(Exercise materials)

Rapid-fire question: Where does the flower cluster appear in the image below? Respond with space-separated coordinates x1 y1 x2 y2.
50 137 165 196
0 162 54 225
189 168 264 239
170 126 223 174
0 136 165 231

(End Exercise materials)

What the exercise asks: Output the listing exactly.

Finished exercise:
Rapid-fire question: Where does the flower cluster appear in the image below? Respond with space-separated coordinates x1 y1 x2 y2.
50 137 165 196
0 162 54 225
189 168 264 239
170 126 223 174
0 136 165 231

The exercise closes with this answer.